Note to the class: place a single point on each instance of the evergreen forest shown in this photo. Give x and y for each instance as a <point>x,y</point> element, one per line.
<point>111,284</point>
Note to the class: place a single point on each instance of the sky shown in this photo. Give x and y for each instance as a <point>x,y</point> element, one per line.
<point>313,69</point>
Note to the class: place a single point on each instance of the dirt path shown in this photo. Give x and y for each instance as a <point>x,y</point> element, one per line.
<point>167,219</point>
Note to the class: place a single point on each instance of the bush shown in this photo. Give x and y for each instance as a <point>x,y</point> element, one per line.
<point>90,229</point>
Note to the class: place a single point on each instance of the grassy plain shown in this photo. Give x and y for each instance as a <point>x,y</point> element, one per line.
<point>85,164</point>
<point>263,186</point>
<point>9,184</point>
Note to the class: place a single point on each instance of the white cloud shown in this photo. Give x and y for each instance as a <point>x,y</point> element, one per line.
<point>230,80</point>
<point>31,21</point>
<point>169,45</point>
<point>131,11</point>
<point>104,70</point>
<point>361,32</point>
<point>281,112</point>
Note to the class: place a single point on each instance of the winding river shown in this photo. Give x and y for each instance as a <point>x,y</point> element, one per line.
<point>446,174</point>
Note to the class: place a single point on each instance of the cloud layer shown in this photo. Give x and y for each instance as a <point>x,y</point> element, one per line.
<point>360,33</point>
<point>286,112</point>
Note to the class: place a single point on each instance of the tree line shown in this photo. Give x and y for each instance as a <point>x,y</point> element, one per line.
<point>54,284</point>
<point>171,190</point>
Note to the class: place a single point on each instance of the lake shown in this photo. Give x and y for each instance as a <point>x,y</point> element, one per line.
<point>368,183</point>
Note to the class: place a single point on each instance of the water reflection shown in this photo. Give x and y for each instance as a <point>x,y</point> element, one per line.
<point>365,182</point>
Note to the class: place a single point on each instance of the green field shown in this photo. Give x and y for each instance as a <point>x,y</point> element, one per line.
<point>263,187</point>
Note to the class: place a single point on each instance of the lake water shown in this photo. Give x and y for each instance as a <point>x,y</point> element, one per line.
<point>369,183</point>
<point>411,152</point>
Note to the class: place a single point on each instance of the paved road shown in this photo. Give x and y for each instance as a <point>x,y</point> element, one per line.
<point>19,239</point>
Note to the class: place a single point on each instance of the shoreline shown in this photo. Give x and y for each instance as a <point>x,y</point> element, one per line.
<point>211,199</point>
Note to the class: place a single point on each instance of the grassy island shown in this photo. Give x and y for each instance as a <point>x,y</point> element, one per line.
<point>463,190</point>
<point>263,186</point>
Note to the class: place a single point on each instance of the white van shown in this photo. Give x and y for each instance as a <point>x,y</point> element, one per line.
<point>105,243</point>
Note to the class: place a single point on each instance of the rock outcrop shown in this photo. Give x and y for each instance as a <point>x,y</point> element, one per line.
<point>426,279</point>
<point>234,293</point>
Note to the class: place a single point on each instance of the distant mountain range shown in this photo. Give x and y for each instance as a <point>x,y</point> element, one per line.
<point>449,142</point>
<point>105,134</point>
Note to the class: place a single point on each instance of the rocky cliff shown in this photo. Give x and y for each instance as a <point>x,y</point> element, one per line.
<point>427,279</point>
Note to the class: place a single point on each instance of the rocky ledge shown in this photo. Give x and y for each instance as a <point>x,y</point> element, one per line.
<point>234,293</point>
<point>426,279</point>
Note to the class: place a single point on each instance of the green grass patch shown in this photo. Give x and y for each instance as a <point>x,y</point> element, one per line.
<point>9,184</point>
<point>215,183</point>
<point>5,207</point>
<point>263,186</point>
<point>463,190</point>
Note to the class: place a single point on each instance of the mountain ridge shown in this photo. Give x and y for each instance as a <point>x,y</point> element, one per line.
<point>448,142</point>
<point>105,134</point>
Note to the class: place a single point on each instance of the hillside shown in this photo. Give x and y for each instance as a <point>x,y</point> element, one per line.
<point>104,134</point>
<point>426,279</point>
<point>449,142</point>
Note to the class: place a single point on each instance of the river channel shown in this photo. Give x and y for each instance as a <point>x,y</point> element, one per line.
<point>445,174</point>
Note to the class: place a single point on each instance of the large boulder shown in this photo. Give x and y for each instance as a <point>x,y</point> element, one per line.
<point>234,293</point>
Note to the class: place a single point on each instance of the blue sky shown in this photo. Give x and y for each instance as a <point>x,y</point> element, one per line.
········
▸ What the task asks: Extract every line of the listing above and reproduce each one verbatim, in its original order.

▸ Finished task:
Note to the class: place a single point on each instance of the evergreen forest shown in this photo. Give x and y for each instance as a <point>x,y</point> element, one per line.
<point>111,284</point>
Note to the class: place a single point on each instance of the sky shown in this photo. Give x and y for each instance as a <point>x,y</point> element, one per line.
<point>313,69</point>
Note to the class: place a single point on each instance of the dirt path shown in this photo. Give x and y for each instance as a <point>x,y</point> element, one per line.
<point>167,219</point>
Note to the class: place a single point on each instance of the bush shown in this photo. Give x and y for each instance as a <point>x,y</point> element, one per line.
<point>90,229</point>
Note to the class: place a single point on each instance of the grassy plain shown in this photo. Give x and y for each instance as a <point>x,y</point> element, one per line.
<point>85,164</point>
<point>263,186</point>
<point>9,184</point>
Note to the class: place a single point on each instance of the white cloud shown in this photo. Give x and y for each instance as a <point>x,y</point> element, one per line.
<point>230,80</point>
<point>31,21</point>
<point>169,45</point>
<point>131,11</point>
<point>104,70</point>
<point>361,32</point>
<point>281,112</point>
Note to the class: place a single point on each instance of the winding river shown in this photo. Give x and y for each instance as a <point>x,y</point> element, one per line.
<point>446,174</point>
Note to the class: place a single point on each instance of the cloud layer shown in this photo. Give x and y for each instance as a <point>x,y</point> element, one per line.
<point>360,33</point>
<point>286,112</point>
Note to the class: place a single point on each instance of the tree line shown in this photo. Give x and y for each instance as a <point>x,y</point> element, one per line.
<point>54,284</point>
<point>171,190</point>
Note to the class: place a single point on each instance of the lake shown in this photo. Give x and y for each instance as a <point>x,y</point> element, one per line.
<point>368,183</point>
Note to the class: place a single point on each instance of the water reflection shown in this photo. Give x and y for each instance as a <point>x,y</point> element, one per line.
<point>365,182</point>
Note to the class: place a single point on each instance of the green field shown in this photo. Give x and y for each instance as a <point>x,y</point> element, one per line.
<point>263,187</point>
Note to the class: place a single point on each instance of the lake water shown in this photo. Give x and y for each instance as a <point>x,y</point> element, one per line.
<point>369,183</point>
<point>411,152</point>
Note to the class: place a single point on each instance of the paved road shown in this photo. Give x and y for each instance as a <point>x,y</point> element, one per line.
<point>19,239</point>
Note to the class: place a single point on each instance of the shoreline shown in this photo. Give x and y for each instance as a <point>x,y</point> element, one per line.
<point>211,199</point>
Note to the class: place a single point on each instance of the grassy island shown in this photo. Give x and y for each instance as a <point>x,y</point> element, one per line.
<point>463,190</point>
<point>263,186</point>
Note to the class: place a single point on each instance of the white van shown in this photo. Give x and y for each instance as a <point>x,y</point> element, one per line.
<point>105,243</point>
Note to the class: place a single point on each instance of the rock outcrop shown in this photo. Give x and y for each instance as a <point>x,y</point> element, one per line.
<point>426,279</point>
<point>234,293</point>
Note to the class: place a single point on each instance of the distant mountain range shown in this photo. Give x and y for each instance as a <point>x,y</point> element, one per line.
<point>449,142</point>
<point>105,134</point>
Note to the class: place a single point on each instance of the rocky cliff shown in this photo. Give x and y for each instance as a <point>x,y</point> element, one per line.
<point>427,279</point>
Note to the class: place a single point on each instance of the rocky ledge shown in this photo. Give x and y for each instance as a <point>x,y</point> element, one per line.
<point>234,293</point>
<point>426,279</point>
Note to the class: place a single point on each instance of the green grass patch shown in this photo. Give x and y for each instance as a <point>x,y</point> element, one per line.
<point>9,184</point>
<point>215,183</point>
<point>5,207</point>
<point>263,186</point>
<point>463,190</point>
Note to the class: place a single point on each instance of the mountain ridge shown in this photo. Give x and y for each instance as a <point>x,y</point> element, one per line.
<point>448,142</point>
<point>105,134</point>
Note to the class: place a single point on each instance of the hillside shown in this photo. Give x and y for each instance as a <point>x,y</point> element, one per line.
<point>104,134</point>
<point>426,279</point>
<point>449,142</point>
Note to the class: place a single point on each instance of the river channel shown in this photo. Give x and y for each instance as a <point>x,y</point> element, one per line.
<point>445,174</point>
Note to the class: place a single point on each instance of the large boulder shown in this photo. Give x and y for each instance as a <point>x,y</point> element, one per line.
<point>234,293</point>
Note to the class: place a single point on each instance of the blue sky shown in this photo. Give x and y for each instance as a <point>x,y</point> element, one per line.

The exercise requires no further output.